Point annotation dataset items:
▬▬▬▬▬▬
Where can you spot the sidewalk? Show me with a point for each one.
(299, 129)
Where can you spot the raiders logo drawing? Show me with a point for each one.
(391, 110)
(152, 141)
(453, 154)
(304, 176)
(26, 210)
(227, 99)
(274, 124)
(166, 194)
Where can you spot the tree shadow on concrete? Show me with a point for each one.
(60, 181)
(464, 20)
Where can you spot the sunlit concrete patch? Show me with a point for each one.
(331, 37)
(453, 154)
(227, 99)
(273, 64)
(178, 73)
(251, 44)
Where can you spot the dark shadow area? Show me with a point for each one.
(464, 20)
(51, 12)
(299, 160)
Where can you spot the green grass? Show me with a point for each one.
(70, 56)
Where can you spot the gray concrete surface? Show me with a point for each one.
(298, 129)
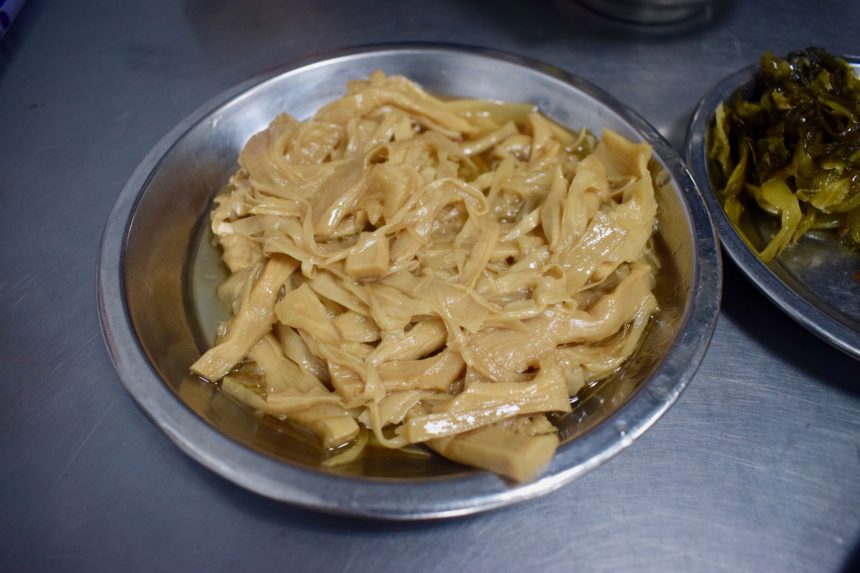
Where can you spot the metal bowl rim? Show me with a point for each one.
(798, 307)
(407, 500)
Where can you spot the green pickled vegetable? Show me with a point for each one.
(791, 147)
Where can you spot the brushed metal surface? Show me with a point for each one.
(816, 280)
(144, 297)
(754, 469)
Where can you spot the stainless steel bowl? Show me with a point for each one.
(151, 316)
(814, 281)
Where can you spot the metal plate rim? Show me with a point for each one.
(404, 501)
(794, 304)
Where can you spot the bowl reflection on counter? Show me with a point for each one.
(156, 313)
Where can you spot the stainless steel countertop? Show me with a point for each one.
(757, 468)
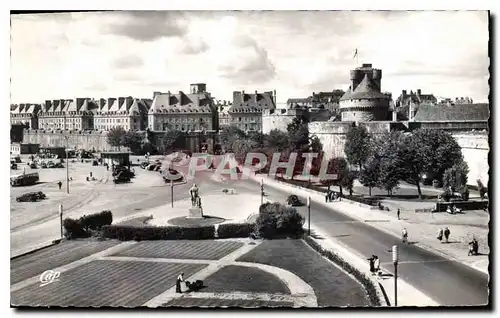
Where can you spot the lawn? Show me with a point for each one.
(244, 279)
(105, 283)
(333, 287)
(209, 250)
(64, 253)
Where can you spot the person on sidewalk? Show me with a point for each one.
(440, 235)
(180, 279)
(446, 234)
(405, 235)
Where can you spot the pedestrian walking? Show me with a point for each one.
(446, 234)
(180, 279)
(376, 264)
(440, 235)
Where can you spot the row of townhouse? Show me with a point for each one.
(193, 111)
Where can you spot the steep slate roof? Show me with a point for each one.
(299, 100)
(458, 112)
(366, 89)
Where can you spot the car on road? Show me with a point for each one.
(31, 197)
(294, 200)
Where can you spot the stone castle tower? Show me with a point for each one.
(364, 100)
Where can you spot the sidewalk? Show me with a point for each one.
(426, 235)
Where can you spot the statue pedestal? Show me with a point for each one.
(195, 213)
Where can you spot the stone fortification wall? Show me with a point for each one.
(475, 149)
(80, 139)
(276, 121)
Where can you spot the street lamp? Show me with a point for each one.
(261, 191)
(60, 218)
(309, 216)
(395, 254)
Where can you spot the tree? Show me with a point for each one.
(455, 178)
(257, 137)
(241, 147)
(115, 136)
(369, 176)
(172, 139)
(348, 181)
(357, 146)
(340, 167)
(428, 152)
(276, 140)
(133, 140)
(316, 145)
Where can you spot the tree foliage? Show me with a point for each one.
(390, 170)
(133, 140)
(276, 140)
(357, 146)
(340, 167)
(428, 152)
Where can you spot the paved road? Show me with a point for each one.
(448, 282)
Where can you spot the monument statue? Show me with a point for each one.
(194, 195)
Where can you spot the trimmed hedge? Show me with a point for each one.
(463, 205)
(230, 230)
(150, 233)
(361, 277)
(85, 225)
(305, 184)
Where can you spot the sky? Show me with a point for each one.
(296, 53)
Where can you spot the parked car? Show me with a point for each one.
(31, 197)
(294, 200)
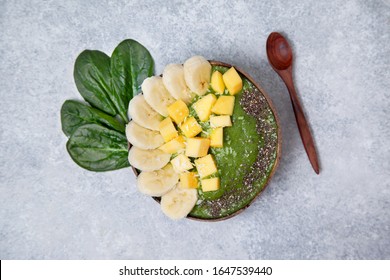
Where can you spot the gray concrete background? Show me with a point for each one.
▬▬▬▬▬▬
Exercise description:
Copy all of the items above word for word, and leave the pictures out of your copy.

Answer in full:
Where can you spot the sidewalk? Show me with a point for each one.
(299, 129)
Where can you spot the raiders logo drawing? Show me with a point for each one.
(391, 110)
(152, 141)
(453, 154)
(304, 176)
(26, 210)
(227, 99)
(274, 124)
(166, 194)
Where can you spot the tree shadow on concrete? Show me with a point for each one.
(60, 181)
(464, 20)
Where can you spot the sunlit concrete patch? Show me with a point for each one.
(331, 37)
(453, 154)
(227, 99)
(273, 64)
(178, 73)
(251, 44)
Where can you spot the dark shadow area? Show me with a point for each one.
(464, 20)
(51, 12)
(299, 160)
Where can you spot the green grass? Show me with a point for each one.
(70, 56)
Where can you spot the gray concrete surface? Show me with a point for each one.
(298, 129)
Where can you spot the metal bowl rim? Show me with a point for each one.
(798, 307)
(407, 500)
Where can you spot the green pickled vegetable? Show me with a point for each one.
(791, 147)
Where can you spot the brushed metal surface? Show me with a point for each one.
(816, 280)
(144, 297)
(754, 469)
Where can you spot the stainless steel bowl? Show me with a point for each one.
(151, 316)
(814, 281)
Where can you spot the metal plate rim? Show me with a point for each one.
(404, 501)
(794, 304)
Where can you spot the bowl reflection on counter? Show me with a point for each one.
(156, 313)
Where can you spot the stainless steel countertop? Show me with a point for each one.
(757, 468)
Where can you spot the lawn? Show me with a point for each one.
(244, 279)
(105, 283)
(333, 287)
(209, 250)
(64, 253)
Where can you spot the person on sidewalk? Show me with a point for each one.
(440, 235)
(180, 279)
(446, 234)
(405, 235)
Where can you spot the pedestrian walking? Show me with a point for each one.
(446, 234)
(180, 279)
(376, 264)
(440, 235)
Where can you spot the row of townhouse? Show me with a point for each one.
(193, 111)
Where can you spot the steep slate roof? Show me with a point for each one.
(299, 100)
(458, 112)
(366, 89)
Where can you spot the car on road? Show me with a point for each one.
(31, 197)
(294, 200)
Where can you spot the stone castle tower? Show me with a point for each one.
(364, 100)
Where can you spot the sidewalk? Show me with a point for each one.
(426, 235)
Where can you spot the statue pedestal? Show me with a point for each one.
(195, 213)
Where can you spot the stone fortification wall? Show me with a point for each one.
(475, 149)
(80, 139)
(276, 121)
Where can you spot the street lamp? Show me with a point for each one.
(261, 191)
(60, 218)
(309, 216)
(395, 254)
Where can you spot the tree? Show me with a point for each one.
(455, 178)
(257, 137)
(241, 147)
(115, 136)
(369, 176)
(172, 139)
(348, 181)
(357, 146)
(340, 167)
(428, 152)
(276, 140)
(133, 140)
(316, 145)
Where can you spot the tree foliage? Show me with a point for each one.
(390, 170)
(133, 140)
(276, 140)
(357, 146)
(340, 167)
(428, 152)
Where can you spot the paved road? Show me with a point for each one.
(448, 282)
Where can you spot the monument statue? Show me with a point for each one.
(194, 195)
Where can you spot the trimmed hedge? Show me with a point for each one.
(463, 205)
(230, 230)
(150, 233)
(361, 277)
(85, 225)
(305, 184)
Where can you spot the sky? Show me with a point for each one.
(296, 53)
Where can you spot the parked car? Show me with a point for each one.
(31, 197)
(294, 200)
Where can you spot the gray concrete background? Show me with a point for each one.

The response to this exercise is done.